The bank's net profit for the quarter fell to INR 16.75 billion from last year's INR 32.52 billion. Sequentially, the net profit was down around 63%. The bank's tax outgo for the June quarter was INR 50.83 billion, sharply up from INR 20.17 billion in the corresponding quarter of last year. The bank's bottom line was lower than the estimate of INR 40.87 billion.
"The Bank has evaluated the option of lower tax regime...based on that, the bank has decided to exercise the said option of lower tax rate with effect from FY 2025-26 (Assessment year 2026-27). While recognizing the provision for income tax for the quarter ended June 30, 2025, the deferred tax assets (net) have been remeasured based on the tax rate applicable as per new regime along with release of certain income tax provisions which are no longer required," the bank said in a notice to stocks exchanges. "The resultant impact is a one-time charge of INR 33.24 billion in the profit and loss account for the quarter ended June 30, 2025."
The bank's total expenses rose nearly 18% on year to INR 301.50 billion in the June quarter, whereas total income grew at nearly 16% on year to INR 372.32 billion. Apart from the higher tax outgo, rise in the bank's other operating expenses weighed on its profit. The other operating expenses rose almost 22% to INR 36 billion in the June quarter.
The bank's other income rose 46% to INR 52.68 billion, which supported its profit. The income under 'others' category of 'interest earned' surged over 300% on year to INR 8.37 billion. The bank also reported a 75.4% on-year fall in provision to INR 3.23 billion in the June quarter. The bank's provisions for non-performing assets halved to INR 3.96 billion in Apr-Jun. Punjab National Bank said it held an additional provision of INR 19.59 billion in 13 accounts as on Jun. 30. Moreover, it held a floating provision of INR 7.5 billion as on Jun. 30, sharply up from INR 1.5 billion last year. The bank reported a provision coverage ratio of 96.88% as on Jun. 30. This ratio includes technical written off accounts of Punjab National Bank. Excluding this, the provision coverage ratio was 90.32% as on Jun. 30, up from 88.43% last year.
Asset quality parameters of the bank improved, with the gross non-performing asset ratio improving to 3.78% as on Jun. 30 from 3.95% in the prior quarter and 4.98% last year. Net non-performing asset ratio also improved to 0.38% as on Jun. 30 from 0.40% a quarter ago and 0.60% year ago. The bank's Basel III capital adequacy ratio was 17.50% as on Jun. 30.
On the National Stock Exchange, shares of Punjab National Bank closed 1.1% lower at INR 108.10. The high for the day was INR 111.15 and the low was INR 107.61.

**********

**REQUEST 1**
Answer these questions from the bank earnings report:
(a) How much was the bank's tax outgo for the June quarter?
(b) What one-time charge did the bank record in its profit and loss account for the quarter ended June 30, 2025?
(c) At what price did the bank's shares close on the National Stock Exchange?

**MATERIAL SUPPLIED**
**********

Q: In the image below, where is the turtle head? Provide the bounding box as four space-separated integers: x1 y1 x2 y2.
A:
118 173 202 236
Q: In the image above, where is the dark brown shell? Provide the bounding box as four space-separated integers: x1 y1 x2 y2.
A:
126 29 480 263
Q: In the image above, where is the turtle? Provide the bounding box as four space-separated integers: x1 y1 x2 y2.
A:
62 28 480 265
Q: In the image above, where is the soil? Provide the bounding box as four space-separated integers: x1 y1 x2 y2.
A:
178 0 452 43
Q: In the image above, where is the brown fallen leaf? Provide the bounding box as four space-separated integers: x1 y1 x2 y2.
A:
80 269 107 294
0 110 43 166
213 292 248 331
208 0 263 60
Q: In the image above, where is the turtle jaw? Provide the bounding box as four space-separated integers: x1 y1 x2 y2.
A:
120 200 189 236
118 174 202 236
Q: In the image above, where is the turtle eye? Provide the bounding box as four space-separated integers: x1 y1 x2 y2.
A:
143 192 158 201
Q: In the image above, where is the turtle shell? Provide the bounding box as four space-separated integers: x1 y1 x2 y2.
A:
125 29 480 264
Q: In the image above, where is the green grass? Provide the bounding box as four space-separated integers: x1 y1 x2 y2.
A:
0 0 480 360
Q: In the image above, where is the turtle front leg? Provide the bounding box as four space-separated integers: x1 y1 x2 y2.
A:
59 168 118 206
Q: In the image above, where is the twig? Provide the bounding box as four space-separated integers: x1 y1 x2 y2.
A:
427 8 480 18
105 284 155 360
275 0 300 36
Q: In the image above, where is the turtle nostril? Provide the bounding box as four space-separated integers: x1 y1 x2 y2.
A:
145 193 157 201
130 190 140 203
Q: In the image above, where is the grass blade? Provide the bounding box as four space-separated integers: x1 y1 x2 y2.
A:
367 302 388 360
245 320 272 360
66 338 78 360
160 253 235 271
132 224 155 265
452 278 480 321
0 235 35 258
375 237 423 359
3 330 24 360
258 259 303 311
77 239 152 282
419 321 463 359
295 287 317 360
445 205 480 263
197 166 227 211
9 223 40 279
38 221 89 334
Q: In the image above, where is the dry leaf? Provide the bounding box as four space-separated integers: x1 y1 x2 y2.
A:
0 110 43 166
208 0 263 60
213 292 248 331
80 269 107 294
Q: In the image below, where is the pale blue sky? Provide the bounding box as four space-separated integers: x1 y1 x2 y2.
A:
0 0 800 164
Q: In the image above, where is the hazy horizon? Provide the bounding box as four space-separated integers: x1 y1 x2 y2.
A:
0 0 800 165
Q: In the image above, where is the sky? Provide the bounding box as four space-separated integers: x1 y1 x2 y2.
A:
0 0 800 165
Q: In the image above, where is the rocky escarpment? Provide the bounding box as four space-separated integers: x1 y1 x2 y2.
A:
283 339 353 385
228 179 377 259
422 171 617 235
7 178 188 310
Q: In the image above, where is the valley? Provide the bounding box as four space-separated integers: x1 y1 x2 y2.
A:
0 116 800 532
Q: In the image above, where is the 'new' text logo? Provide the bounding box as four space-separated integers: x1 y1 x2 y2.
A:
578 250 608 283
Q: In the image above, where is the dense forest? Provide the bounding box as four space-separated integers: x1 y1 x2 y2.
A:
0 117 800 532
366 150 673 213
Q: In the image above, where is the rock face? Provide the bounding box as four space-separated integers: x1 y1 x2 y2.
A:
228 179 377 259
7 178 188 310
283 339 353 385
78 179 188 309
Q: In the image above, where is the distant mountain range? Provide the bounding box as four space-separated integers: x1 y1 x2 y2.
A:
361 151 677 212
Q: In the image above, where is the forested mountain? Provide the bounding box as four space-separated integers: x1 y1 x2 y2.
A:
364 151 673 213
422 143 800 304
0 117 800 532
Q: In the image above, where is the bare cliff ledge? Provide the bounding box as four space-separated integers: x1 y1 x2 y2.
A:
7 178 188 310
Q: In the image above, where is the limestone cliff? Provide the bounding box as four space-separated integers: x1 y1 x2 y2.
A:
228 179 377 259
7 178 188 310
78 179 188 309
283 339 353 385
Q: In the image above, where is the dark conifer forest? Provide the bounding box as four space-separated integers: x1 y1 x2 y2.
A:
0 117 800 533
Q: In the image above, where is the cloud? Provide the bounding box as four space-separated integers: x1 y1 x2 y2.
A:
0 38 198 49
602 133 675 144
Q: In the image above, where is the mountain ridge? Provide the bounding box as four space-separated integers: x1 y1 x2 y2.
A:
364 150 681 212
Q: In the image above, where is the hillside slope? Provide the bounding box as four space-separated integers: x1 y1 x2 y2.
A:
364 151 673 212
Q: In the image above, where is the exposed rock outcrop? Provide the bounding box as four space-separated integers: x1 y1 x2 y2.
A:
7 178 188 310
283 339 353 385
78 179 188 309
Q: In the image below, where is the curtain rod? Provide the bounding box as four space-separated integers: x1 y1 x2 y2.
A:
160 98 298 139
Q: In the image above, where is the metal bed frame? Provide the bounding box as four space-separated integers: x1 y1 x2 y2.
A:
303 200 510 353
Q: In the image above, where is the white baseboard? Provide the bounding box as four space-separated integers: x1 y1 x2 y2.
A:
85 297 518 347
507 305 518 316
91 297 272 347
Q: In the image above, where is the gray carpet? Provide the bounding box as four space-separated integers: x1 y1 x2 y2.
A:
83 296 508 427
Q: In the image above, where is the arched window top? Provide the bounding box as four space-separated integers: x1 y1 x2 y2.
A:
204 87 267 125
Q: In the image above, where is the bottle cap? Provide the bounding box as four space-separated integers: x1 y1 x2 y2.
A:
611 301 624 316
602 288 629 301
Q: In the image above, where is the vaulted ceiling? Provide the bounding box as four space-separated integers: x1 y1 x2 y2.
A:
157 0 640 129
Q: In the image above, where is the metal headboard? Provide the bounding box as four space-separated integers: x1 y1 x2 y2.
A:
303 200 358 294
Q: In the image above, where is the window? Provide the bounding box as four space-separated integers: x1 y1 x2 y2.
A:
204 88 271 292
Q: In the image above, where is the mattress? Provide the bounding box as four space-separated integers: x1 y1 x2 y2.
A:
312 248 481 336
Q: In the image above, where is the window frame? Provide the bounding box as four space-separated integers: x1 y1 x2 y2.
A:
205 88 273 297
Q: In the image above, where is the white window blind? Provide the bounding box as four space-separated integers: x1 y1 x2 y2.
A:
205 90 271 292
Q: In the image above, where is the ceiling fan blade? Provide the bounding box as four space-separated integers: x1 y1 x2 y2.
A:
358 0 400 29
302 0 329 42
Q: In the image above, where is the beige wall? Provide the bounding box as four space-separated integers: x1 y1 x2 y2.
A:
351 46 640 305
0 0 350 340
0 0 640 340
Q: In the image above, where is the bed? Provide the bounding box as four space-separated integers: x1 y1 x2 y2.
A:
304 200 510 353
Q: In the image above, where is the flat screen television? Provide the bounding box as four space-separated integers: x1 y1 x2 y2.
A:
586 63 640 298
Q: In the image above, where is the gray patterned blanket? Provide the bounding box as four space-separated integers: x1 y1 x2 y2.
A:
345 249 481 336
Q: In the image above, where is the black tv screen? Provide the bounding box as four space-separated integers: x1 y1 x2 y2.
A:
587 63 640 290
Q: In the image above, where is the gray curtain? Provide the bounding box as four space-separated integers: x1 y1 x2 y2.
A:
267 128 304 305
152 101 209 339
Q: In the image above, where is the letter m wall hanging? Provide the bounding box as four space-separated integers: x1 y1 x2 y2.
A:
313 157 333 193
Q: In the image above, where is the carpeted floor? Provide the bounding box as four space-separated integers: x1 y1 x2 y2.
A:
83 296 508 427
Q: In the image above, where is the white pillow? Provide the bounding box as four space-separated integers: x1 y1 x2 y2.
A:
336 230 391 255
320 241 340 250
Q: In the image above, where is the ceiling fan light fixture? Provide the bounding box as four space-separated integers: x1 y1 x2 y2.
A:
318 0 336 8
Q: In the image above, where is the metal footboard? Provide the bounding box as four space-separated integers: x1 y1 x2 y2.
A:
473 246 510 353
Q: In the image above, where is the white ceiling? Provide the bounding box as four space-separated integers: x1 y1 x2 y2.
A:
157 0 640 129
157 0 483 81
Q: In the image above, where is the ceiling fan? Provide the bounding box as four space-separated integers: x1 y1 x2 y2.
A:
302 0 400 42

**********

**REQUEST 2**
In the listing, rewrite the part that opens with its first line and closes with the line containing "178 0 452 43", swapping "space-separated integers" for "whole numbers" and leaving everything else unchanged.

**TASK RESPONSE 1**
(a) INR 50.83 billion
(b) INR 33.24 billion
(c) INR 108.10

**TASK RESPONSE 2**
Q: In the image below, where is the turtle head? Provide the bounding box as four whole numbers: x1 y1 x2 y2.
A:
118 173 202 236
Q: In the image above, where is the dark brown shell? Provide the bounding box as four whole numbers: x1 y1 x2 y2.
A:
126 29 480 263
Q: In the image above, where is the turtle? Provide the bounding box as four whole numbers: x1 y1 x2 y2.
A:
62 28 480 265
Q: In the image above, where is the soil? Provide the bounding box as four whole numbers: x1 y1 x2 y2.
A:
178 0 452 43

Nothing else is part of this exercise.